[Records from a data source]
● ● ● ●

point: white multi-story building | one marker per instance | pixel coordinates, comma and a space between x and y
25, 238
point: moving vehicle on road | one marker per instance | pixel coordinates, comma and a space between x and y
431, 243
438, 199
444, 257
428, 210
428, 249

● ● ● ●

**Given request:**
Print every line of the listing above again, character for character, with nothing left out or changed.

**Correct output:**
point: white multi-story building | one marker per instance | pixel coordinates, comma and a space between x and y
25, 238
point: moving vehicle on road | one marker per instance | pixel coordinates, comma and a space between x and y
431, 243
438, 199
444, 257
428, 210
428, 249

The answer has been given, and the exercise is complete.